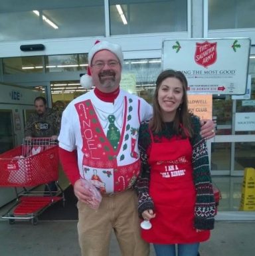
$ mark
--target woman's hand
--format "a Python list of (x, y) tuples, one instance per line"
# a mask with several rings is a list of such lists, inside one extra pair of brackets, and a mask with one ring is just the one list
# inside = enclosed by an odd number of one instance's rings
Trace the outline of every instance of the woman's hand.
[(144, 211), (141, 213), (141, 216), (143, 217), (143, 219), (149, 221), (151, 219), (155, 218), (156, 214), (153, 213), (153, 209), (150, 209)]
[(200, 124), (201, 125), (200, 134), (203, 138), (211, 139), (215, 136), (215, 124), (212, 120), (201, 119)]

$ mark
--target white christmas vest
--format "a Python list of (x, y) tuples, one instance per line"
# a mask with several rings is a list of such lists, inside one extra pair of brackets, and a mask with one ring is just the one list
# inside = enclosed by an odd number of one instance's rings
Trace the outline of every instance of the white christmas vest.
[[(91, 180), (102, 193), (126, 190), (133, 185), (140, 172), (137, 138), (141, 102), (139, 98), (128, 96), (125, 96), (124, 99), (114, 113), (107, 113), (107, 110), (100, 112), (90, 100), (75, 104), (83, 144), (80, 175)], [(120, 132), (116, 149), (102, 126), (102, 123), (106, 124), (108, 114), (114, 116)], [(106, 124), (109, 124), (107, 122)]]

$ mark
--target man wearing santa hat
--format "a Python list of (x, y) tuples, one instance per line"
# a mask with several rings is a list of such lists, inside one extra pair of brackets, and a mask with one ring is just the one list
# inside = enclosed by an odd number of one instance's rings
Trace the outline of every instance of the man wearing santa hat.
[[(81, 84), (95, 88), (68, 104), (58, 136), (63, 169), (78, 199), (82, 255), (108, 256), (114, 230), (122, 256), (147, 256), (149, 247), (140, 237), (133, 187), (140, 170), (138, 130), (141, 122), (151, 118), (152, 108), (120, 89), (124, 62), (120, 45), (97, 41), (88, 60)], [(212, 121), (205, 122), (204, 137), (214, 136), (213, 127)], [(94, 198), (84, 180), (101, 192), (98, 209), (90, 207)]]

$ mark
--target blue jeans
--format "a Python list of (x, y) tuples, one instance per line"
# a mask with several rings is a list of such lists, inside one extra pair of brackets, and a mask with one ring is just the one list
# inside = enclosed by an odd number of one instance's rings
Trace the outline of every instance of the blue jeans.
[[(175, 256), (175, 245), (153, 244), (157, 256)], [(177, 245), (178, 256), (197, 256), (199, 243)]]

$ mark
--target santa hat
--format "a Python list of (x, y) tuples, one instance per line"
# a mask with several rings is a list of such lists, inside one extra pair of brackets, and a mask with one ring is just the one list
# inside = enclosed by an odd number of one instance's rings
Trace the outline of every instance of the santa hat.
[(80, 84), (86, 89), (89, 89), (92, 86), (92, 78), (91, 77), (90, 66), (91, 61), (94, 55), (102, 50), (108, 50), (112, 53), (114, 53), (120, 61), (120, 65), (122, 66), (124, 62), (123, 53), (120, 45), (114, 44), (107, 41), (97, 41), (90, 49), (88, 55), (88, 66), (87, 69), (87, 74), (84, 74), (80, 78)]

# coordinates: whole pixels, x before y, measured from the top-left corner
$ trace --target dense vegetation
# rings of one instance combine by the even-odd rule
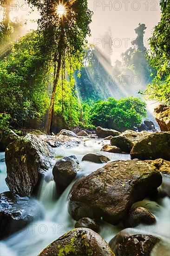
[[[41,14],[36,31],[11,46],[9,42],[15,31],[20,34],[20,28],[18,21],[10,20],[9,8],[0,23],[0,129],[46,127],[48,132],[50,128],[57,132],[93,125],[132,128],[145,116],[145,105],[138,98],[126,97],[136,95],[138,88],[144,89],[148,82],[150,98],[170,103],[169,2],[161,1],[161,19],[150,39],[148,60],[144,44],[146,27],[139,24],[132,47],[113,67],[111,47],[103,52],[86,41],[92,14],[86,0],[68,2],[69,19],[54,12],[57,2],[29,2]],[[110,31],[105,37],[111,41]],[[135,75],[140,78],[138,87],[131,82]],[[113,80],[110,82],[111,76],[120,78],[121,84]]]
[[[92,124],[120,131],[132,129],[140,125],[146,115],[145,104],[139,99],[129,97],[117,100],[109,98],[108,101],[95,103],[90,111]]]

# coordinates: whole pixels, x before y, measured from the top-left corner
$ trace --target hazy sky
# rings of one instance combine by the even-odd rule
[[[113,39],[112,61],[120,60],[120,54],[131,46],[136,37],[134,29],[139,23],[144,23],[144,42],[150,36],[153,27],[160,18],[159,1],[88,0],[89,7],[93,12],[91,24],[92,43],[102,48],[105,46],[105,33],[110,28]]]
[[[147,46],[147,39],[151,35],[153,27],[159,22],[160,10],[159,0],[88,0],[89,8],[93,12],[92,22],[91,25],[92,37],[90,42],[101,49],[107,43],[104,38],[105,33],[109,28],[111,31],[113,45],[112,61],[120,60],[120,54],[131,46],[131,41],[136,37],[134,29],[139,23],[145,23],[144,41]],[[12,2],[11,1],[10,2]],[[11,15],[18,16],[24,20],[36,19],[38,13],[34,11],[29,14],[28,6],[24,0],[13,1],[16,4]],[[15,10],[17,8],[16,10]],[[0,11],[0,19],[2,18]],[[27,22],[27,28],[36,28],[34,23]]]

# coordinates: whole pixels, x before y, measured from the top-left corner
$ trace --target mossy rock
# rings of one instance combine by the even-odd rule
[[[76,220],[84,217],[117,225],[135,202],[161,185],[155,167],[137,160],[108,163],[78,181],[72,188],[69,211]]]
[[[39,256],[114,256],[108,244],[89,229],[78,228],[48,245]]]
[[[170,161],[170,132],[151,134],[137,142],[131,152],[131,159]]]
--------------------------------------------------
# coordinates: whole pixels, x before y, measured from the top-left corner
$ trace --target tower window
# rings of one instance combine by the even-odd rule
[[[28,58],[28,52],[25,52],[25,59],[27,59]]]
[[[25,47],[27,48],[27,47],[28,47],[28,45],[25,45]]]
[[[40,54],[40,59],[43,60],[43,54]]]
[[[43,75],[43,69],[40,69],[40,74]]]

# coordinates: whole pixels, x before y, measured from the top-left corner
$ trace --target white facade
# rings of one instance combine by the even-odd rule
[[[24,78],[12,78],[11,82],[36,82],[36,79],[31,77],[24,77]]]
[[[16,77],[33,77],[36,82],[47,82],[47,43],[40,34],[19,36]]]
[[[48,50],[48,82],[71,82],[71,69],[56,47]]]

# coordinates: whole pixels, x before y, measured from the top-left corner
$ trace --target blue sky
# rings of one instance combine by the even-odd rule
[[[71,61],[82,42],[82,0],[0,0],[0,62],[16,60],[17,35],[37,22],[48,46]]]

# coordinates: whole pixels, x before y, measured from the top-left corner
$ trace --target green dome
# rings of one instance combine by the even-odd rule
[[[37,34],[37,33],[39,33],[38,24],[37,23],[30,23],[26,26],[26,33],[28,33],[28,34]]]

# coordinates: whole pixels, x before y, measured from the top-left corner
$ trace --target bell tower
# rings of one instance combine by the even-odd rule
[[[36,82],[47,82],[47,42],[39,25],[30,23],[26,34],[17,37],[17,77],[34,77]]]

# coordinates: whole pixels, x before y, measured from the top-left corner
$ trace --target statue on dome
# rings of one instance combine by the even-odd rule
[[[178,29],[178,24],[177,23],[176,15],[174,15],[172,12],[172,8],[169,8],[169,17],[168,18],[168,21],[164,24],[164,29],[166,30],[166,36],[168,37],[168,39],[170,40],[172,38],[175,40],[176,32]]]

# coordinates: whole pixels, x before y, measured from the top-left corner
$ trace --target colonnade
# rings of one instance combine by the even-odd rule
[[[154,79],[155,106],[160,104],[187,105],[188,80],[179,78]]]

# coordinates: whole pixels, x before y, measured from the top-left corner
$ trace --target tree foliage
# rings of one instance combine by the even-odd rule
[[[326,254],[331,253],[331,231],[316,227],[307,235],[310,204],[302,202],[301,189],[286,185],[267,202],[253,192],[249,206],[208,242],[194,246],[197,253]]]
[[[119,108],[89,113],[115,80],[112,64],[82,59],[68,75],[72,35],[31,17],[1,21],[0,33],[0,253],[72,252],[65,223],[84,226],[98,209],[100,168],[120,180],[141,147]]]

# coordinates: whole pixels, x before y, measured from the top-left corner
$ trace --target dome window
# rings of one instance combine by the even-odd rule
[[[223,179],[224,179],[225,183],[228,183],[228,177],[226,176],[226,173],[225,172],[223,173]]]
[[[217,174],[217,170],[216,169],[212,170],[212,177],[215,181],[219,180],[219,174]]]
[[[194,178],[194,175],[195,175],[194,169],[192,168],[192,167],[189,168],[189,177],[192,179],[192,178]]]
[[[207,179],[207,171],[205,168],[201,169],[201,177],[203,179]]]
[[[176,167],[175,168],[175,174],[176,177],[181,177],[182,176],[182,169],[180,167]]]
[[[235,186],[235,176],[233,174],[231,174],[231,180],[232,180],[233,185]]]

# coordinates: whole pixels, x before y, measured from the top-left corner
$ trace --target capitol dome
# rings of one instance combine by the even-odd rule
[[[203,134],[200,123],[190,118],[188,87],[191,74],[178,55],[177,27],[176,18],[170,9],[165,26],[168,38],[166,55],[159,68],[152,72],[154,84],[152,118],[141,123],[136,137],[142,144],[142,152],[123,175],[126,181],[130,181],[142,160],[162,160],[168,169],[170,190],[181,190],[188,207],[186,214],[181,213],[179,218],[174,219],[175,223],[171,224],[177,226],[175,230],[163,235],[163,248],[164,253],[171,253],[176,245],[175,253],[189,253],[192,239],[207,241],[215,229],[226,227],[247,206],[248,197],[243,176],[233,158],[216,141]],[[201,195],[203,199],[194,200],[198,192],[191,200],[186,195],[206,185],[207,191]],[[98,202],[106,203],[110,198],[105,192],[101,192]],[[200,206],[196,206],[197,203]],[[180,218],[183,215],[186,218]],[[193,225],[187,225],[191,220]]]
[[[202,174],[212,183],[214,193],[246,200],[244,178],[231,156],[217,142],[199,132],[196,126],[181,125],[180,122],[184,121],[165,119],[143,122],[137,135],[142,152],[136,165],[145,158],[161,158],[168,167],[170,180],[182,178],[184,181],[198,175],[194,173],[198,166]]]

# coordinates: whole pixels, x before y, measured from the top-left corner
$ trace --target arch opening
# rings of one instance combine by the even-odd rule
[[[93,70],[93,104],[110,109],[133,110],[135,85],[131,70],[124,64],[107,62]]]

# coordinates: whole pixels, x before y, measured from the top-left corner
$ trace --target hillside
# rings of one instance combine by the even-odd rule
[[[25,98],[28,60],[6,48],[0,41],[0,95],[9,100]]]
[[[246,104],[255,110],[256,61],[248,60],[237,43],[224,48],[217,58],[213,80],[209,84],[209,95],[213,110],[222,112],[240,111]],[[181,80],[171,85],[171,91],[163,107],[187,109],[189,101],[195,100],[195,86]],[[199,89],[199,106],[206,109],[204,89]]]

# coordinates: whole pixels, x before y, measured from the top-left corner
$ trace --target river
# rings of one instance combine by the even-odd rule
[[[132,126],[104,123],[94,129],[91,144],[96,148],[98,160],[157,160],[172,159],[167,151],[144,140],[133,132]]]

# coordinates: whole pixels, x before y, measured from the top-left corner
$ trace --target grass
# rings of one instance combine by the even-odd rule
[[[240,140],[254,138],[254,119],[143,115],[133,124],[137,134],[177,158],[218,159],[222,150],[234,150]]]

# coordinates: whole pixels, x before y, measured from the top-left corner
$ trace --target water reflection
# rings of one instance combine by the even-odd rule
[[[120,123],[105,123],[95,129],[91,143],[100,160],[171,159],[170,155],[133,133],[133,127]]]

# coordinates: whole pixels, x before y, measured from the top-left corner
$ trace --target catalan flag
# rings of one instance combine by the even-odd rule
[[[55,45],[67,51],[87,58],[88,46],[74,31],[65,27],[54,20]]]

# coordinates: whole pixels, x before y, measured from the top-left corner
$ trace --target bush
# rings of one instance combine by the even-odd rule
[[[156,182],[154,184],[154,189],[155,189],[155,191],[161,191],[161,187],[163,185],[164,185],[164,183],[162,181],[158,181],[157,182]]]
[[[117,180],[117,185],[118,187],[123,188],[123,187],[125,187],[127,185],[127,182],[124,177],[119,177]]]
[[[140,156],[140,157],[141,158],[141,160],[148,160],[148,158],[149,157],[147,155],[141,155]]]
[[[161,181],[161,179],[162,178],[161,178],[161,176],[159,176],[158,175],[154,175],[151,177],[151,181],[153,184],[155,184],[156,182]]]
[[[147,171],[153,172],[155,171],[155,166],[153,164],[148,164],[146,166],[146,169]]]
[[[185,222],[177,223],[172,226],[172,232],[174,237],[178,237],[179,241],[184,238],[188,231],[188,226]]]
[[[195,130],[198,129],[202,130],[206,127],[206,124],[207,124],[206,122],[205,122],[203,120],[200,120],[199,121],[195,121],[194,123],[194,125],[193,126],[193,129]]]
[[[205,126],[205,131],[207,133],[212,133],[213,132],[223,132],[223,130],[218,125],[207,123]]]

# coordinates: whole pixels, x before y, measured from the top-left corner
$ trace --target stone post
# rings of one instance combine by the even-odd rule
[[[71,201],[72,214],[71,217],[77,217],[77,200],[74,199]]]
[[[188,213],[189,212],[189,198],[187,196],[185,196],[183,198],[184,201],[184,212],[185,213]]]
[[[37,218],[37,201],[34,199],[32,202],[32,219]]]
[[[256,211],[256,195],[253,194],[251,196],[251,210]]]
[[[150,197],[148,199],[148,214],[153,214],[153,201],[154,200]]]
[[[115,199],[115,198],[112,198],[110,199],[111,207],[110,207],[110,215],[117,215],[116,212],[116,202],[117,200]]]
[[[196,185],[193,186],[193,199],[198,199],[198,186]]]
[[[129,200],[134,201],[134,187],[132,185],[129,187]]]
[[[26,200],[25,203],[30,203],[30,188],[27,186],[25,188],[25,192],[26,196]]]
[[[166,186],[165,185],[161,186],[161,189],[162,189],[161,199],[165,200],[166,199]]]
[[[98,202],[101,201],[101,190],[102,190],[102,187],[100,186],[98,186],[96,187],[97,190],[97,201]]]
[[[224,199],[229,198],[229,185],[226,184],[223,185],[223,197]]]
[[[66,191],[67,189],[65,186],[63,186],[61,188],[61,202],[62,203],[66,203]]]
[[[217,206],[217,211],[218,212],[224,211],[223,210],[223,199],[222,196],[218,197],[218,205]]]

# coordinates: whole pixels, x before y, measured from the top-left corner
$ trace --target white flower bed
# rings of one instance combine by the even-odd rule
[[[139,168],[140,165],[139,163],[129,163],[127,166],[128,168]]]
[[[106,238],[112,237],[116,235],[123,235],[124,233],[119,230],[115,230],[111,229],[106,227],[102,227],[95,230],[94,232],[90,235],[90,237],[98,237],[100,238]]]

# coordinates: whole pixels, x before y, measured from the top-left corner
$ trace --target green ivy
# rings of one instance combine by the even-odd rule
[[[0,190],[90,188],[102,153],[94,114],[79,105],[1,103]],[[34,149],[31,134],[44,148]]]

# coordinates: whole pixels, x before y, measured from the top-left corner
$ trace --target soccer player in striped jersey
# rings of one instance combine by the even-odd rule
--------------------------------------------------
Identify and copy every line of the records that holds the word "white", and note that case counts.

## [Full response]
--target white christmas vest
Trace the outline of every instance of the white christmas vest.
$ trace --target white facade
$ trace --target white flower bed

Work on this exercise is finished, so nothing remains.